Assignment | Apart from the images, repeat the data below exactly as written.

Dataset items
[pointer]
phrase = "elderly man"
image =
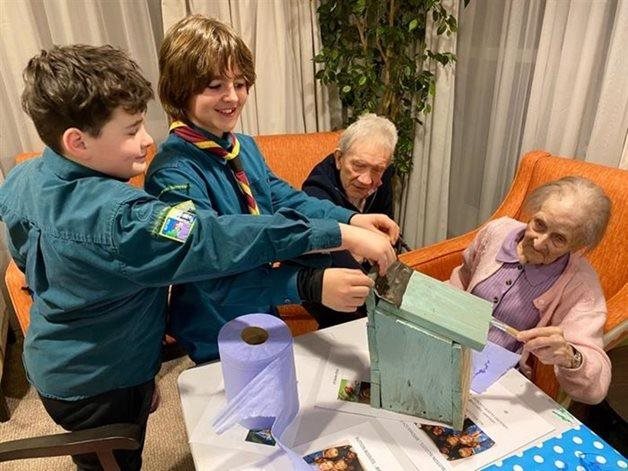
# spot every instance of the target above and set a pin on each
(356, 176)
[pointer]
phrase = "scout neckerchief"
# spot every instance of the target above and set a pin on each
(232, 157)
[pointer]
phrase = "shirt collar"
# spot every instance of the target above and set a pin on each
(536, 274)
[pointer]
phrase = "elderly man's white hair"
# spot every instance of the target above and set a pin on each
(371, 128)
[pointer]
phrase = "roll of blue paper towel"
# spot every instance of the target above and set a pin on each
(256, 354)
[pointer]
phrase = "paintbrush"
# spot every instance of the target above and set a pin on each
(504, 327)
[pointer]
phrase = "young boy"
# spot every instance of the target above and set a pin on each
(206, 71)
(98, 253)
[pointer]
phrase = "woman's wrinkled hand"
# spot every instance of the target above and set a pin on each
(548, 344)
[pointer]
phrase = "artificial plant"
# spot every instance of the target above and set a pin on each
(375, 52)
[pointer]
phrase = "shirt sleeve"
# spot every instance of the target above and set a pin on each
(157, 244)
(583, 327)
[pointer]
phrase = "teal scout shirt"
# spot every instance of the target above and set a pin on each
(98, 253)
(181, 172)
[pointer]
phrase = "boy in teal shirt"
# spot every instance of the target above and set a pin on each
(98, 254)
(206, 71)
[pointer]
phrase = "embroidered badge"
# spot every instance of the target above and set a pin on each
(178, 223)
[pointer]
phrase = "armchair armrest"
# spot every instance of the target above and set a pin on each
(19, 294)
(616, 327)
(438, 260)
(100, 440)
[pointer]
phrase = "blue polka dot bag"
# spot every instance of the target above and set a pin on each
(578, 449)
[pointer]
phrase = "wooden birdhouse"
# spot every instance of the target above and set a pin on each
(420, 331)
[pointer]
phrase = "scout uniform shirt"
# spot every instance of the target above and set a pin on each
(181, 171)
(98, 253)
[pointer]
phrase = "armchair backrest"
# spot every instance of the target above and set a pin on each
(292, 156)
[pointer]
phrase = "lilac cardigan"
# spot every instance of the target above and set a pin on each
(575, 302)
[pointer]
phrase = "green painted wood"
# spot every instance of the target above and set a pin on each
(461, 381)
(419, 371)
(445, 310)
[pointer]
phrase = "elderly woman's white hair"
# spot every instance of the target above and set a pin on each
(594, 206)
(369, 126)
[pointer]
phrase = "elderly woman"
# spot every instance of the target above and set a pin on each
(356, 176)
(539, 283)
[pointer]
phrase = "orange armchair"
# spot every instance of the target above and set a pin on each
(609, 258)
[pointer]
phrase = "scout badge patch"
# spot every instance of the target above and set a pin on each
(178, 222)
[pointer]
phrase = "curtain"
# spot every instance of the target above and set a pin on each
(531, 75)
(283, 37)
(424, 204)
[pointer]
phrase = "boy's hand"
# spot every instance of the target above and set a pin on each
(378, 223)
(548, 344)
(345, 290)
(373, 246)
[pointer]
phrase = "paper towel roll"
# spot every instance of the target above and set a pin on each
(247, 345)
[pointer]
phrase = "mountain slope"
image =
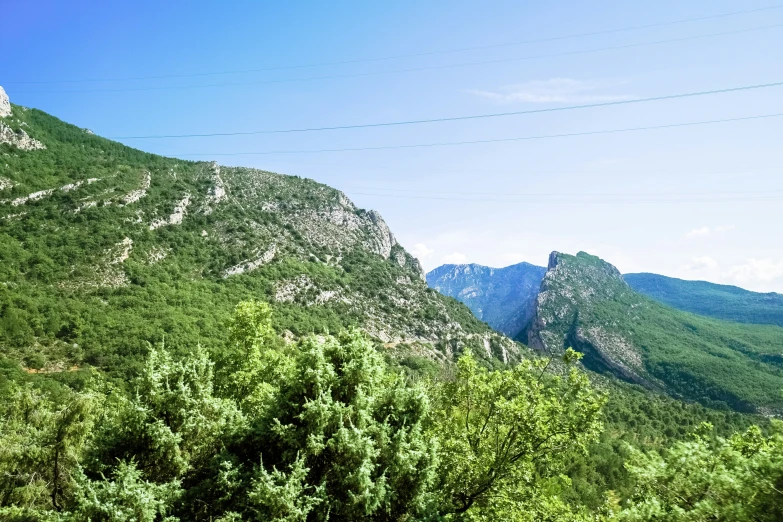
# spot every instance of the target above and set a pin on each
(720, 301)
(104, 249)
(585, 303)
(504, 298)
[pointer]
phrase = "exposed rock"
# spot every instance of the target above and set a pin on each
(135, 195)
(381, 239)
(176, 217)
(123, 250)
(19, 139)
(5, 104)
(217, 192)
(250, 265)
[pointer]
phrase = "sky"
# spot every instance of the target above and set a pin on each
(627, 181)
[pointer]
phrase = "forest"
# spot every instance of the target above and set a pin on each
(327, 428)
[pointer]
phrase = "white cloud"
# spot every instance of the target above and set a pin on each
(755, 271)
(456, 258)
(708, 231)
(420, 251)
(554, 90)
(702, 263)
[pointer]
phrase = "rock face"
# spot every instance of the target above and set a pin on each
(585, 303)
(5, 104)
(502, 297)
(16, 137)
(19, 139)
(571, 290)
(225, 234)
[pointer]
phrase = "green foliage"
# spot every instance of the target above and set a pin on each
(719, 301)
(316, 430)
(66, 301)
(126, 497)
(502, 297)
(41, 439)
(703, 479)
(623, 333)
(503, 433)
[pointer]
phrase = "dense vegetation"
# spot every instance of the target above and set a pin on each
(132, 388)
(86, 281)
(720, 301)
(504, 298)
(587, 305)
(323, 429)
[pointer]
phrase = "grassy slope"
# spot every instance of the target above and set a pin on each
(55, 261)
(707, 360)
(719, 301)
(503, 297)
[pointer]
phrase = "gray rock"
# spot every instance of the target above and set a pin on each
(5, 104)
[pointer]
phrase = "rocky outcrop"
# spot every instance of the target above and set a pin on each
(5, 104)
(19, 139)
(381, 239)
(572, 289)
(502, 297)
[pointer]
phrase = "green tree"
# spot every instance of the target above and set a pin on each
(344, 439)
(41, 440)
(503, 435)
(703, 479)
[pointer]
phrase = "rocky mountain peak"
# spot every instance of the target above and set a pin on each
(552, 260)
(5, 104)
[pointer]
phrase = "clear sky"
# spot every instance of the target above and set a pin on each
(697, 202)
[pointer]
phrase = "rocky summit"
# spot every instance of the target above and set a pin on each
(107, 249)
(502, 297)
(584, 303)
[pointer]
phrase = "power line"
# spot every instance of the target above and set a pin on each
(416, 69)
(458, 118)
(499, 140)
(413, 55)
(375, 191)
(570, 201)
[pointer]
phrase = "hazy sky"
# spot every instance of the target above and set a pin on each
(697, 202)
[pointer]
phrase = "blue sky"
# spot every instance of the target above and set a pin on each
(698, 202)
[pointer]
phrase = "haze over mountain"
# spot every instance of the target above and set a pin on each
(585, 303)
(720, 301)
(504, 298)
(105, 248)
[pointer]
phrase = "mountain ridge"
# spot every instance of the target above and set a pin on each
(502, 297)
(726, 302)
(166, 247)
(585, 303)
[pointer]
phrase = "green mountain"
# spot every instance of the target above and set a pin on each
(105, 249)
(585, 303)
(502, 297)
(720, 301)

Solution for this problem |
[pointer]
phrase = "elderly man"
image =
# spot every instance of the target above and set a pin on each
(356, 176)
[pointer]
phrase = "scout neckerchief"
# spot every instance of the target above and set a pin on each
(232, 157)
[pointer]
phrase = "shirt collar"
# spot every instance of the target above and set a pin on each
(536, 274)
[pointer]
phrase = "elderly man's white hair"
# spot every instance of the target above and set a pin on each
(371, 128)
[pointer]
phrase = "roll of blue paper towel"
# spot every instance of the target above and set a pin on each
(256, 354)
[pointer]
phrase = "paintbrush"
# spot every instance of the target above and set a pin on each
(504, 327)
[pointer]
phrase = "young boy"
# spot every instance of the target above and set a pin on each
(206, 71)
(98, 253)
[pointer]
phrase = "woman's wrinkled hand"
# spot every instance of the target above and set a pin on each
(548, 344)
[pointer]
phrase = "artificial plant"
# spot every instance of the target above and set a pin on each
(375, 52)
[pointer]
phrase = "shirt sleeve"
# spot every instance of the target above and set a pin on each
(157, 244)
(583, 327)
[pointer]
phrase = "teal scout shirt"
# spot every instance of the target above and set a pin on each
(98, 253)
(181, 172)
[pointer]
phrase = "boy in teal shirt"
# spot every instance of the target above and set a pin on each
(98, 254)
(206, 71)
[pointer]
phrase = "embroidered badge"
# spot every instance of the target above and set a pin on each
(178, 223)
[pointer]
phrase = "armchair armrest"
# spot every instance of the target above and set a pin on each
(19, 294)
(616, 327)
(438, 260)
(100, 440)
[pointer]
phrase = "blue polka dot bag"
# spot every instance of the target above and set a pin on each
(578, 449)
[pointer]
phrase = "wooden birdhouse"
# spot every instance of the target above and set a pin on each
(420, 331)
[pointer]
phrase = "scout uniform shirt"
# spot every instance of the target above and set a pin on each
(181, 171)
(98, 253)
[pointer]
phrase = "armchair backrest"
# spot every instance of the target above and set a pin on each
(292, 156)
[pointer]
phrase = "lilac cardigan"
# spot every instance of the target above and set a pin on each
(575, 302)
[pointer]
phrase = "green painted wood"
# spot every instance of the target above and set a pin on each
(461, 381)
(419, 371)
(445, 310)
[pointer]
phrase = "elderly woman's white hair"
# spot every instance of the target above and set a pin on each
(594, 206)
(369, 126)
[pointer]
phrase = "elderly woman"
# spot every instance of the target above and set a pin on each
(356, 176)
(539, 283)
[pointer]
phrase = "orange armchair"
# spot every instance of the target above and set a pin on each
(609, 258)
[pointer]
phrase = "scout badge patch"
# spot every instance of the target above and set a pin on each
(178, 222)
[pointer]
phrase = "curtain"
# spot every instance of the target above and set a pin on each
(531, 75)
(283, 37)
(424, 204)
[pointer]
phrase = "boy's hand"
# spot every instance of the target above and set a pin on each
(378, 223)
(548, 344)
(345, 290)
(373, 246)
[pointer]
phrase = "paper towel roll"
# spot every instance of the target above and set a pin on each
(247, 345)
[pointer]
phrase = "mountain slope"
image =
# spot every instance of the target above and set a pin on each
(720, 301)
(104, 249)
(585, 303)
(504, 298)
[pointer]
phrase = "exposed rock"
# spot every instance of the target above and set a pin on each
(135, 195)
(381, 239)
(176, 217)
(123, 250)
(19, 139)
(5, 104)
(217, 192)
(250, 265)
[pointer]
phrase = "sky"
# spot every instance of the target above and set a pin on each
(627, 181)
[pointer]
phrase = "forest"
# spot every instance of the target above and set a pin on each
(327, 428)
[pointer]
phrase = "white cloud"
# spot every instance of the target above and set a pin on each
(755, 271)
(456, 258)
(708, 231)
(420, 251)
(554, 90)
(702, 263)
[pointer]
phrase = "rock face"
# spot every instance of the target above and set a pin on each
(585, 303)
(5, 104)
(502, 297)
(16, 137)
(19, 139)
(571, 290)
(225, 234)
[pointer]
phrase = "green foliage"
# spot every instance of the target above and set a pin on each
(719, 301)
(316, 430)
(66, 301)
(126, 497)
(502, 297)
(41, 439)
(703, 479)
(623, 333)
(503, 433)
[pointer]
phrase = "dense vegetation"
# spot every instance of the target above and set a pin on each
(132, 388)
(86, 281)
(720, 301)
(504, 298)
(587, 305)
(323, 429)
[pointer]
phrase = "grassy slope"
# spot every instance of the target above and set a pin on each
(55, 261)
(707, 360)
(719, 301)
(503, 297)
[pointer]
phrase = "gray rock"
# spot every instance of the target above and set a pin on each
(5, 104)
[pointer]
phrase = "rocky outcrop"
# spot every instance of the target above and set a pin on each
(5, 104)
(19, 139)
(381, 239)
(572, 289)
(502, 297)
[pointer]
phrase = "green tree"
# spot every instance of the target above and set a pin on each
(344, 439)
(41, 440)
(503, 435)
(703, 479)
[pointer]
phrase = "rocky mountain peak"
# spot every instance of the target above and set a pin on each
(552, 260)
(5, 104)
[pointer]
phrase = "clear sky"
# spot every instance of the target above and set a pin on each
(697, 202)
[pointer]
phrase = "rocky summit"
# spot every instance of the target above and set a pin on each
(107, 249)
(502, 297)
(584, 303)
[pointer]
phrase = "power line"
# spot every instance of the target above and set a pin on each
(416, 69)
(458, 118)
(499, 140)
(413, 55)
(375, 191)
(570, 201)
[pointer]
phrase = "hazy sky"
# spot every instance of the target above and set a pin on each
(697, 202)
[pointer]
phrase = "blue sky"
# spot every instance of the target above and set a pin on each
(698, 202)
[pointer]
phrase = "haze over mountain"
# spot every instance of the target above and set a pin on each
(585, 303)
(720, 301)
(504, 298)
(105, 248)
[pointer]
phrase = "mountain ridge"
# spot every instance of the target above and set a pin on each
(502, 297)
(726, 302)
(166, 247)
(585, 303)
[pointer]
phrase = "green mountain"
# spot every instance of the target above and set a pin on each
(105, 249)
(585, 303)
(502, 297)
(720, 301)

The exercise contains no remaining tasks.